## WHAT TO PRODUCE
Please update the records from their start through the line that contains "[148,19,634,451]", changing "crocus" to "tulip" and keeping everything else the same. Leave the pictures out of your answer.

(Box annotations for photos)
============
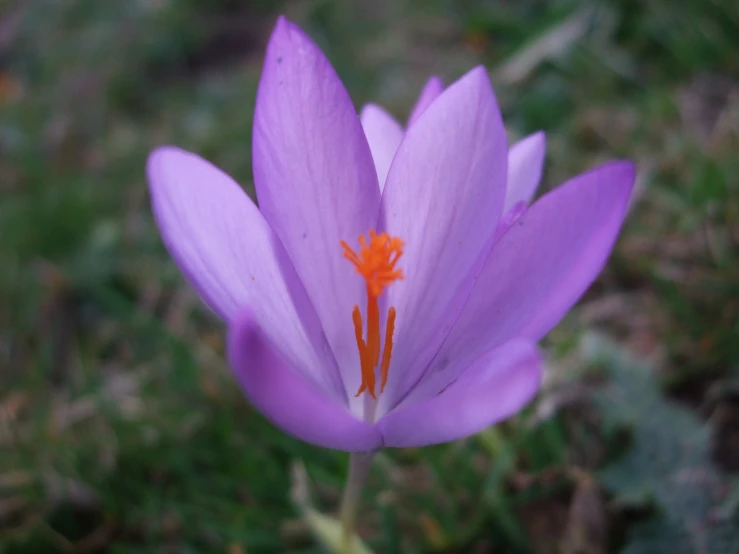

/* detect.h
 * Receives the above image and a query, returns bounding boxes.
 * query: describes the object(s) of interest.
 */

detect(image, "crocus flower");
[148,19,634,451]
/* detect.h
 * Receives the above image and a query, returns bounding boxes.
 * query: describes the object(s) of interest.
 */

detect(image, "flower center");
[341,231,404,398]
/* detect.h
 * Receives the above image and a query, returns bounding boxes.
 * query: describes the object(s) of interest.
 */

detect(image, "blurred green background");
[0,0,739,554]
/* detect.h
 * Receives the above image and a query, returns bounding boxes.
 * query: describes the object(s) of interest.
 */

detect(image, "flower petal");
[408,75,444,127]
[359,104,403,191]
[253,18,380,403]
[228,310,382,452]
[429,162,634,384]
[378,67,508,414]
[147,146,343,395]
[503,131,546,213]
[377,340,542,447]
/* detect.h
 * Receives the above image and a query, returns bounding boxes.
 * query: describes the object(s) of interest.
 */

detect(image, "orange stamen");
[352,306,376,398]
[341,231,404,398]
[380,308,395,392]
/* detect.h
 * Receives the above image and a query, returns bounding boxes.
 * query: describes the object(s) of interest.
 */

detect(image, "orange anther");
[341,231,404,398]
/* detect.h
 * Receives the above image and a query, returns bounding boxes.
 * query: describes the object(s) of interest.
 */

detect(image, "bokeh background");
[0,0,739,554]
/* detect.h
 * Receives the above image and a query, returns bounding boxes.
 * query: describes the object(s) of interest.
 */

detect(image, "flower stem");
[339,452,375,554]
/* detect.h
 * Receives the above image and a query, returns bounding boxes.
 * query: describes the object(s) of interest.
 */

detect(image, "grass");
[0,0,739,554]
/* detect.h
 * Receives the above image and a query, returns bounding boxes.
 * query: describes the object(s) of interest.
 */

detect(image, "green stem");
[340,452,375,554]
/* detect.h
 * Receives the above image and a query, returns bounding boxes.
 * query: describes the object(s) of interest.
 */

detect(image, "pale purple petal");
[147,146,343,396]
[228,310,382,452]
[377,341,542,447]
[379,68,508,414]
[503,131,546,212]
[359,104,403,191]
[422,162,634,386]
[253,18,380,402]
[408,75,444,127]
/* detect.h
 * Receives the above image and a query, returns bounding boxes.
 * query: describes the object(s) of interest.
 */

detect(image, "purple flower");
[148,18,634,451]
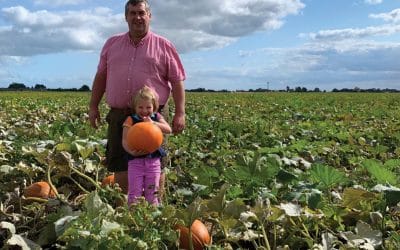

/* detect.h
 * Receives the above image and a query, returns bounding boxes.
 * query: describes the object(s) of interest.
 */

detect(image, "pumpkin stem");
[69,176,90,194]
[47,166,60,199]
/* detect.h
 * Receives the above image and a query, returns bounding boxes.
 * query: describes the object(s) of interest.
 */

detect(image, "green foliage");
[0,91,400,249]
[309,164,347,191]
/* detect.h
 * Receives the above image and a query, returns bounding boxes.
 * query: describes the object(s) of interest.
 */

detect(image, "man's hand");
[172,114,185,134]
[89,107,101,129]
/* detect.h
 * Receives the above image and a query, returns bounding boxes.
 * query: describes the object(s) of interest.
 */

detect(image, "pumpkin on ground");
[126,122,163,153]
[101,174,115,187]
[177,220,211,250]
[24,181,56,199]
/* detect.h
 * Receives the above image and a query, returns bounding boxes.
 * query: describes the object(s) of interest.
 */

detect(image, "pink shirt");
[97,31,186,108]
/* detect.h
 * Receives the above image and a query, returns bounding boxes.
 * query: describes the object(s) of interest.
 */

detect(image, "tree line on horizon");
[1,82,400,93]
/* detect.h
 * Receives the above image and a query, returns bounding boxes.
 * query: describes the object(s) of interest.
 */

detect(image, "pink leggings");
[128,158,161,205]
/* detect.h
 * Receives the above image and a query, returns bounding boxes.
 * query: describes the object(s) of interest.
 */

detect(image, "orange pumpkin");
[24,181,56,199]
[101,174,115,187]
[126,122,163,153]
[177,220,211,250]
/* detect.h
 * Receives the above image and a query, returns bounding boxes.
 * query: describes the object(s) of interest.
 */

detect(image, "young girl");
[122,86,172,205]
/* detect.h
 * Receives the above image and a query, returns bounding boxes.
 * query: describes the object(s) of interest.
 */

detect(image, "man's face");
[125,3,151,37]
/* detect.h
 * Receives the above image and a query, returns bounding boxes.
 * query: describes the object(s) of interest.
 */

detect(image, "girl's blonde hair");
[132,85,159,112]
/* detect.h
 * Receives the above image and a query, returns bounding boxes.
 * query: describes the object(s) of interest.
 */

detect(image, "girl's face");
[135,99,154,118]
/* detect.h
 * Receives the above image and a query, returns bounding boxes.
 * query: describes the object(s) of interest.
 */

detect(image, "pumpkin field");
[0,91,400,250]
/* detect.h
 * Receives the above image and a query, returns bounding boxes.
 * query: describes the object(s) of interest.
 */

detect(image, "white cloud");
[364,0,383,4]
[0,6,126,56]
[0,0,304,56]
[152,0,305,52]
[152,0,305,37]
[369,9,400,23]
[33,0,86,7]
[300,25,400,40]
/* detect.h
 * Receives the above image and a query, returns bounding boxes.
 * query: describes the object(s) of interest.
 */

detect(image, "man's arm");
[89,73,107,128]
[172,81,185,134]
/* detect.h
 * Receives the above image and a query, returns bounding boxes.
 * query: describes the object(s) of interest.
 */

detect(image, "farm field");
[0,92,400,249]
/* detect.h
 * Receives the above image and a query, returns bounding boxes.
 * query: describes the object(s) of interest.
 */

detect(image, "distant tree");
[8,82,26,90]
[34,84,46,90]
[78,85,90,91]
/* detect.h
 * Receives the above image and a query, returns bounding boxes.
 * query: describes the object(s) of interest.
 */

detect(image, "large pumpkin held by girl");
[126,122,163,153]
[177,220,211,250]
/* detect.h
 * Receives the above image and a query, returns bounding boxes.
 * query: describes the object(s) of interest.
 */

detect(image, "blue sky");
[0,0,400,90]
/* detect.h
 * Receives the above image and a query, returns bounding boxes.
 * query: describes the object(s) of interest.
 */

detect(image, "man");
[89,0,186,193]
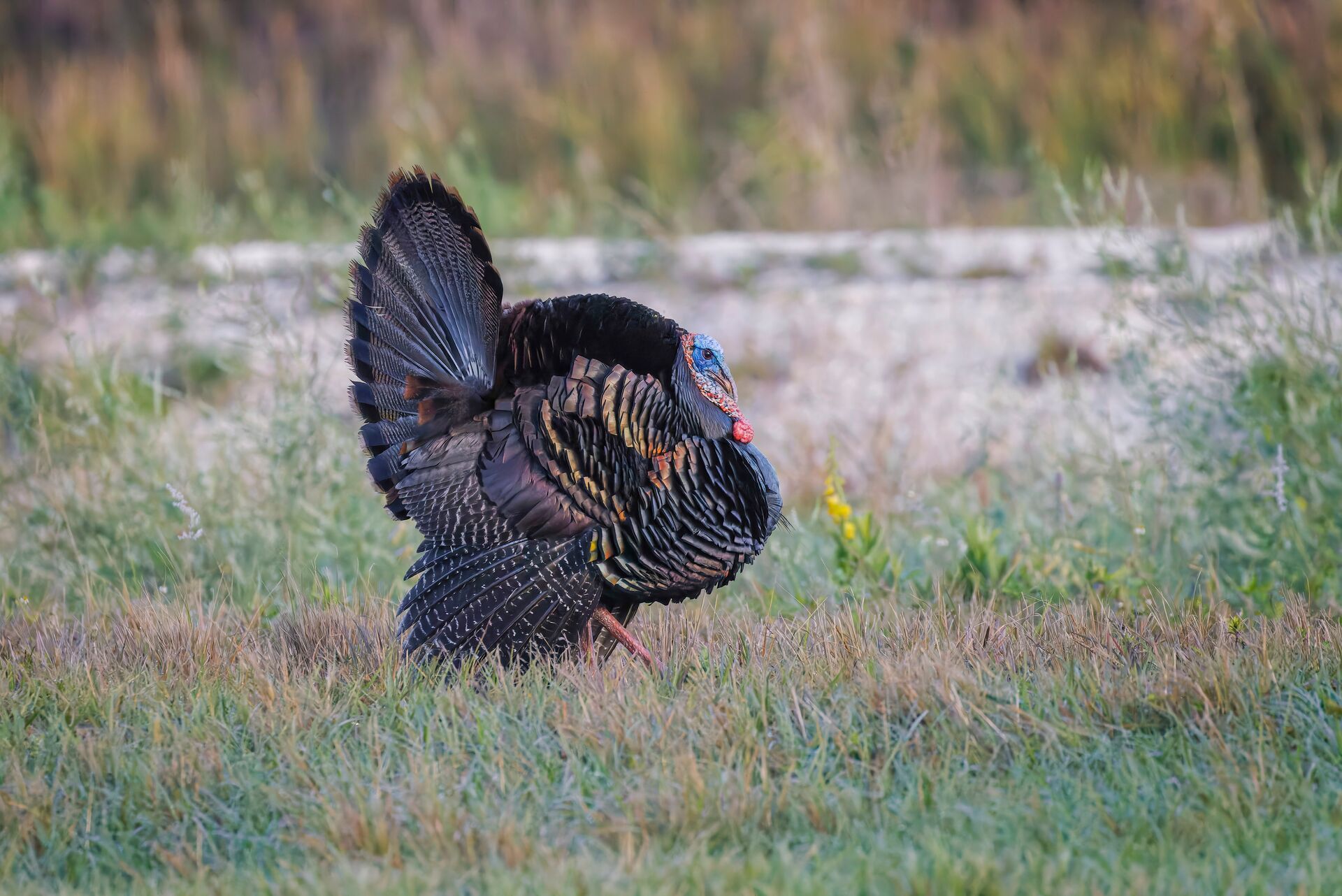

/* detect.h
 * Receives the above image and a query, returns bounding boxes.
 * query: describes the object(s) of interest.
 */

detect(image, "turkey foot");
[579,620,596,665]
[592,606,658,671]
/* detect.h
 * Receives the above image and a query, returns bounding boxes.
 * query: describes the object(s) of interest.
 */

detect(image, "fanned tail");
[346,168,503,519]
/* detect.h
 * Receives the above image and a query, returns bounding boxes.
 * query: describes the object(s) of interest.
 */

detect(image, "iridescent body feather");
[347,169,781,663]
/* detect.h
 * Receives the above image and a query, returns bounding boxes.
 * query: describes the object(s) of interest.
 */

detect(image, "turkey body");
[346,169,782,664]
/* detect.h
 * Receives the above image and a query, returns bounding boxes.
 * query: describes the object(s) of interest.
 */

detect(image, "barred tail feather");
[345,168,503,519]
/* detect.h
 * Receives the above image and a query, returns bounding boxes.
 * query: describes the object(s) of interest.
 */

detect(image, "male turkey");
[346,168,782,664]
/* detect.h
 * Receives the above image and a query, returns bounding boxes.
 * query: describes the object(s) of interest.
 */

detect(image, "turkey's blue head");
[677,333,754,442]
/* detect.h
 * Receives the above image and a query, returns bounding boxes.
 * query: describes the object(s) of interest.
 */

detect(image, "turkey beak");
[709,370,737,401]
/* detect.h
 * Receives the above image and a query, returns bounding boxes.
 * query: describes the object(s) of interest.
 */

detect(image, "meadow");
[0,171,1342,893]
[0,0,1342,252]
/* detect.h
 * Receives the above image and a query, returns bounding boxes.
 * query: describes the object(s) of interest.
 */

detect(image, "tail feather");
[345,168,503,519]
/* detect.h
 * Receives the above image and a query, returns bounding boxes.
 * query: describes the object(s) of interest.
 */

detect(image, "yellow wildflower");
[825,498,852,523]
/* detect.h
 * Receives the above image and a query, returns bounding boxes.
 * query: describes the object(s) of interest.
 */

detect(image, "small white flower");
[164,483,205,542]
[1268,442,1291,514]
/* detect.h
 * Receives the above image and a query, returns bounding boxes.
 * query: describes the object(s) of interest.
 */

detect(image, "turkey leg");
[592,606,658,670]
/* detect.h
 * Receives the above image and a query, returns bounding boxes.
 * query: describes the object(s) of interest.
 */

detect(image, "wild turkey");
[346,168,782,664]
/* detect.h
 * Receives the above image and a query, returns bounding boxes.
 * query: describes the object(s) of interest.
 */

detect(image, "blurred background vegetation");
[0,0,1342,248]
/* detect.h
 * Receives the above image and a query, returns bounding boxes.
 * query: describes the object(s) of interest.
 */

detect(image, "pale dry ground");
[0,226,1271,502]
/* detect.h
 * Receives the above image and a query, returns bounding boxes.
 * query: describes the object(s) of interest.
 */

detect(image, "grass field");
[0,201,1342,893]
[0,590,1342,893]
============
## THE SOLUTION
/* detect.h
 * Receives the above image and a query, returns bounding boxes.
 * query: describes the object(s) of interest.
 */

detect(image, "tulip flower");
[148,19,634,451]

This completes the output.